- Princess Diana said in her bombshell 1995 BBC interview that she felt like "a good product that sits on a shelf" as a member of the royal family.
- Diana said being in the media spotlight was "an isolating experience."
- "The higher the media put you," she said, "the bigger the drop. And I was very aware of that."
Princess Diana's bombshell 1995 interview with BBC journalist Martin Bashir is firmly back in the headlines 25 years later, thanks to allegations from Diana's brother, Charles Spencer, that Diana was duped into taking part in the Panorama interview through the use of fake bank documents. While many of Diana's explosive revelations about her life in the royal family are so widely documented as to be quotable—"there were three of us in this marriage," for instance—some of Diana's quieter comments are less well known, but just as telling.
Diana spoke about the pressure of the media spotlight, and subsequently beginning to perceive herself as a "product"—and a highly profitable one, too. "My husband and I, we were told when we got engaged that the media would go quietly, and it didn't, and then when we were married they said it would go quietly and it didn't," she said, as E! News reports. "And then it started to focus very much on me, and I seemed to be on the front of a newspaper every single day, which is an isolating experience, and the higher the media put you, place you, the bigger the drop. And I was very aware of that."
"During the years, you see yourself as a good product that sits on a shelf and sells well, and people make a lot of money out of you," she added.
In the interview, during which she notably spoke about her experiences of bulimia and self-harm as well as her troubled marriage to Prince Charles, Diana said she resented being portrayed as intellectually inferior to her husband. "I made the grave mistake once of saying to a child I was thick as a plank, in order to ease the child's nervousness, which it did," she said. "But that headline went all round the world, and I rather regret saying it."
Diana said she and her estranged husband had interests in common: "We both liked people, both liked country life, both loved children, work in the cancer field, work in hospices." But when it came to her own interests? "I don't think I was allowed to have any," she said. "I think that I've always been the 18-year-old girl he got engaged to, so I don't think I've been given any credit for growth. And, my goodness, I've had to grow."

Data extracts =
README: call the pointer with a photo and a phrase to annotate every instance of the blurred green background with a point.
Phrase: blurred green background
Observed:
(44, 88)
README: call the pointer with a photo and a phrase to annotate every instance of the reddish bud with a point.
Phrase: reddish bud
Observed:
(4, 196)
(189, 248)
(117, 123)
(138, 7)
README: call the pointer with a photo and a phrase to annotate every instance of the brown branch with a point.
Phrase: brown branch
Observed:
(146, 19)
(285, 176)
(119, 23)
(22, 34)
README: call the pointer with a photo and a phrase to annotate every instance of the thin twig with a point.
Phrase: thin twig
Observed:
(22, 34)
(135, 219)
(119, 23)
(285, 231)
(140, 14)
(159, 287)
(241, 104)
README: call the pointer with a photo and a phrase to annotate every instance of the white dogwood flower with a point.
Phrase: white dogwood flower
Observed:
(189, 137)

Things to do =
A: In the article on Princess Diana's 1995 interview, who is the BBC journalist who conducted the interview?
B: Reproduce the part of the article on Diana's 1995 interview that opens with the words containing "Princess Diana's bombshell" and closes with "just as telling.".

Answers for this exercise =
A: Martin Bashir.

B:
Princess Diana's bombshell 1995 interview with BBC journalist Martin Bashir is firmly back in the headlines 25 years later, thanks to allegations from Diana's brother, Charles Spencer, that Diana was duped into taking part in the Panorama interview through the use of fake bank documents. While many of Diana's explosive revelations about her life in the royal family are so widely documented as to be quotable—"there were three of us in this marriage," for instance—some of Diana's quieter comments are less well known, but just as telling.